REQUIREMENT - The records follow. Print, word for word, the first line through the "Can you find the boot lace?" line.

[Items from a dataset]
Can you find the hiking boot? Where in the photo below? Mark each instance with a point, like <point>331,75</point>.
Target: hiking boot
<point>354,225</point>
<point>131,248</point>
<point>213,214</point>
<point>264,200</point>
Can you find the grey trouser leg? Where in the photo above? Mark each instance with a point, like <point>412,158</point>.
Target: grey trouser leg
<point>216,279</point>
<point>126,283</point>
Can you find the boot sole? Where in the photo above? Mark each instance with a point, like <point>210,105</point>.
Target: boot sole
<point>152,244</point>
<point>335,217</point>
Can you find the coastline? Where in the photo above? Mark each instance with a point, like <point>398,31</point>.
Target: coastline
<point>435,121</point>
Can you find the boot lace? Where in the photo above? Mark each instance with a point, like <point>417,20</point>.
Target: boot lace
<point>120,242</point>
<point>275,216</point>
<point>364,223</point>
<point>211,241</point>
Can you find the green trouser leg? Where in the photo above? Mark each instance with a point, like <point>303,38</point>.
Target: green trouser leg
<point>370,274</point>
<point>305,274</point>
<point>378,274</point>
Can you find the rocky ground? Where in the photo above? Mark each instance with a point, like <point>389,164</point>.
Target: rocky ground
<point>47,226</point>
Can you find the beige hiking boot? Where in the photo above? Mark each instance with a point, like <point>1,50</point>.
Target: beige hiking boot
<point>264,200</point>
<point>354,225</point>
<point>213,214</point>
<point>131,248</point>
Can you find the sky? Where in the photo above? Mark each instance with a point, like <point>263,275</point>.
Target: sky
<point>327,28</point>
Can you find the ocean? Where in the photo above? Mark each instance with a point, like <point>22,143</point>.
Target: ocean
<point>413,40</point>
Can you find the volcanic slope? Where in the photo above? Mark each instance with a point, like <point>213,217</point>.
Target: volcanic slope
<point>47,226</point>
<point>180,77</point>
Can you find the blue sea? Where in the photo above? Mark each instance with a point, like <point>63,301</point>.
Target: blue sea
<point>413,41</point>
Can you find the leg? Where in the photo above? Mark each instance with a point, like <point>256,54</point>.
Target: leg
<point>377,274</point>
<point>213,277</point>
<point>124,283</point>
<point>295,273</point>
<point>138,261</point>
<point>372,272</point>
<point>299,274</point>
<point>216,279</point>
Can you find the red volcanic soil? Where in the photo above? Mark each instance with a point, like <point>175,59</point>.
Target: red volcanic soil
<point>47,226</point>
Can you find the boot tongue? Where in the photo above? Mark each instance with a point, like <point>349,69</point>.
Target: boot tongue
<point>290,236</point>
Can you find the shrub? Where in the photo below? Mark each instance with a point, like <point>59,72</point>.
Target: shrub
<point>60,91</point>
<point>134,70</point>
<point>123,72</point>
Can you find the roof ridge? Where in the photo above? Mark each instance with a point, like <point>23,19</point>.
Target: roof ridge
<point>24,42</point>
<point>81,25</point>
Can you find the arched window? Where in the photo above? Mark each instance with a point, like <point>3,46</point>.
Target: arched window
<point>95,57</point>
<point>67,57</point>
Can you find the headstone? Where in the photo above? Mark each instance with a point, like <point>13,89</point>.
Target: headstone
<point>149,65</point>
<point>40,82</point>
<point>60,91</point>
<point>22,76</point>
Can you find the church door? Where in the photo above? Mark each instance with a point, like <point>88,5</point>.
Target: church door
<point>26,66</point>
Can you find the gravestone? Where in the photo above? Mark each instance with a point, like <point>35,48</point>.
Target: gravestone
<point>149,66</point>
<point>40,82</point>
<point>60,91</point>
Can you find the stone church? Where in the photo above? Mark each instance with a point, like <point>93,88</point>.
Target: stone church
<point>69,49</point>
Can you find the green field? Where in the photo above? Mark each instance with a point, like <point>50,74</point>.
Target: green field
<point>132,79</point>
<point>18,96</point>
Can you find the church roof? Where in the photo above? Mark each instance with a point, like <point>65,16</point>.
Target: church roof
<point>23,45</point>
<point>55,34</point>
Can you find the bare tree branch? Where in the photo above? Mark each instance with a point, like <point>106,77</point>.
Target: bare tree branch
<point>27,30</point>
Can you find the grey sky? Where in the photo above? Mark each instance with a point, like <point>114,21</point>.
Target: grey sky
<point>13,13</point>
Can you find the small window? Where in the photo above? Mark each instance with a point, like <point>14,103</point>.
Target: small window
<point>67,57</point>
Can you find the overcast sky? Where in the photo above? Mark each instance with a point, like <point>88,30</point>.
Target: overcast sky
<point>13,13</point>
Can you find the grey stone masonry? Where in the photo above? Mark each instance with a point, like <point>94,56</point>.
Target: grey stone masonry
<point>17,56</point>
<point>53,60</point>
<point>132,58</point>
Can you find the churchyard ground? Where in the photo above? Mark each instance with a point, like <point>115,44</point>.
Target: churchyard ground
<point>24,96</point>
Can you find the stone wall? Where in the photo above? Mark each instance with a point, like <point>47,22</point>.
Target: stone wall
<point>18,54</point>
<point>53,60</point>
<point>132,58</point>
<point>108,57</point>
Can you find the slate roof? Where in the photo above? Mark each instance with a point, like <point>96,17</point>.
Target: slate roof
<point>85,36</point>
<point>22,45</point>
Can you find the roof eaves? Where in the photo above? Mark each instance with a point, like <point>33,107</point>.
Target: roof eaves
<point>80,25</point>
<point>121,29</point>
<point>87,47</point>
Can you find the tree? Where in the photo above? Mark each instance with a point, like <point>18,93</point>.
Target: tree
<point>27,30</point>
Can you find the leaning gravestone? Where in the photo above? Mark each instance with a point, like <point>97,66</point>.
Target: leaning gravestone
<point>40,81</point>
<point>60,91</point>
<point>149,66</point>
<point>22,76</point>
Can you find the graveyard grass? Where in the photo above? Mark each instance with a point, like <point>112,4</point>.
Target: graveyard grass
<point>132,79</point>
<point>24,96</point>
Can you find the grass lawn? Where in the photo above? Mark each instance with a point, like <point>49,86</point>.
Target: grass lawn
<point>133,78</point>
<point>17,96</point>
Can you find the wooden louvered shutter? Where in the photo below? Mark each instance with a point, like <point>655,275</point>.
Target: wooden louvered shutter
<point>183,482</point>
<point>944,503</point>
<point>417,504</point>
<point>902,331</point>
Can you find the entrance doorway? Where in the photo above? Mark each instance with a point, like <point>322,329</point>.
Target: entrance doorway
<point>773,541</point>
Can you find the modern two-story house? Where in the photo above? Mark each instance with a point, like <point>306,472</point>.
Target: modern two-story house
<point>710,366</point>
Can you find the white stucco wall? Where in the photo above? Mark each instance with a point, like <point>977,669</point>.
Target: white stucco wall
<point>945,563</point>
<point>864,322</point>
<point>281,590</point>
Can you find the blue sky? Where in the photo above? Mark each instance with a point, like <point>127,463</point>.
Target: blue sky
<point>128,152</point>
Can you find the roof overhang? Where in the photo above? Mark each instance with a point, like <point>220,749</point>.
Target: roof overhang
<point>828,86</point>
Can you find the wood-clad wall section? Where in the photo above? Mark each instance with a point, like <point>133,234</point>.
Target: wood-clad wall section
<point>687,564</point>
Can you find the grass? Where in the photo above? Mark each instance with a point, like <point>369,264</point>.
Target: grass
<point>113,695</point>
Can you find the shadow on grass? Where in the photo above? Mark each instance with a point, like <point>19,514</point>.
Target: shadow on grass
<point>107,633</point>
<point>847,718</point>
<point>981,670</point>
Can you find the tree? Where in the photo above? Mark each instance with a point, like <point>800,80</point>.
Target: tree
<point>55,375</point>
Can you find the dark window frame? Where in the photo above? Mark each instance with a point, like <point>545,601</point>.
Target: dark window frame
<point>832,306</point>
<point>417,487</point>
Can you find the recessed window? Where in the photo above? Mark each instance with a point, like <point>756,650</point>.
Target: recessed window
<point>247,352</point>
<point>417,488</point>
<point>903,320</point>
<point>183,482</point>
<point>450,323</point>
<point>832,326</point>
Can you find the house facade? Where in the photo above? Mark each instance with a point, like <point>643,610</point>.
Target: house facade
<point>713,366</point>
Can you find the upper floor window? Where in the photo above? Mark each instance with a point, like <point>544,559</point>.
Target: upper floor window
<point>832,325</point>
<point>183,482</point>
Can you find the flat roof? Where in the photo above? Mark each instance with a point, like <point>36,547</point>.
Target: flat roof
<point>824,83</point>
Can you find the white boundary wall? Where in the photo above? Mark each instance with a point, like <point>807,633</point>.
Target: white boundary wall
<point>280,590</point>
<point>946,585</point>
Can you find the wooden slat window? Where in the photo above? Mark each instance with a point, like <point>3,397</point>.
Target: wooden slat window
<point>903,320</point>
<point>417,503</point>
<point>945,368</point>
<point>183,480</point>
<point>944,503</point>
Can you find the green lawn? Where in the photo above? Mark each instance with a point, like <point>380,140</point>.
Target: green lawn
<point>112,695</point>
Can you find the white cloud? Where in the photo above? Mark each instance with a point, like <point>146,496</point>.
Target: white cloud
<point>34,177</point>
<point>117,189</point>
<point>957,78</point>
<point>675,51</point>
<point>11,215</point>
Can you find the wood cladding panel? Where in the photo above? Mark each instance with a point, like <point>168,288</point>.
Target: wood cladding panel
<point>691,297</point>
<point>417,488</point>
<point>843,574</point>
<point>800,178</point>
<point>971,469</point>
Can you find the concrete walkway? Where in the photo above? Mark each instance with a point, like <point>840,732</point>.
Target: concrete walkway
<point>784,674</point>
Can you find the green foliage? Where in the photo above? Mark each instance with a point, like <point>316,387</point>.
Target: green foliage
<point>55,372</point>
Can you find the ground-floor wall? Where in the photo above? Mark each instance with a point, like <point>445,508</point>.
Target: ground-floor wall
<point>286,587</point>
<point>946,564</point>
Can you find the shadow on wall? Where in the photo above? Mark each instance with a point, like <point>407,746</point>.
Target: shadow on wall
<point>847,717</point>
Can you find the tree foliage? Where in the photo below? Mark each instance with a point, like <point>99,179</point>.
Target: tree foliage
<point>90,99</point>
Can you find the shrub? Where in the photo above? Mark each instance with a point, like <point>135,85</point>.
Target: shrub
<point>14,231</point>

THE COMPLETED TASK -
Can you find the hiking boot? Where in the photo below? Mark each instance with a point, like <point>331,75</point>.
Target: hiking boot
<point>354,225</point>
<point>131,248</point>
<point>213,214</point>
<point>264,200</point>
Can you find the grey trouser leg? Where in the photo above? Mark each instance with a point, like <point>412,158</point>.
Target: grey trouser leg
<point>216,279</point>
<point>126,283</point>
Can you find the boot sole? Where in the photo above? Mark each instance with a point, like <point>210,105</point>.
Target: boot sole
<point>152,244</point>
<point>335,217</point>
Can you find the coastline? Where in the photo above? Mark each instance with a point, like <point>398,31</point>.
Target: coastline
<point>435,121</point>
Can you find the boot lace? Where in the photo above? Mark each instance with a point, like <point>417,20</point>.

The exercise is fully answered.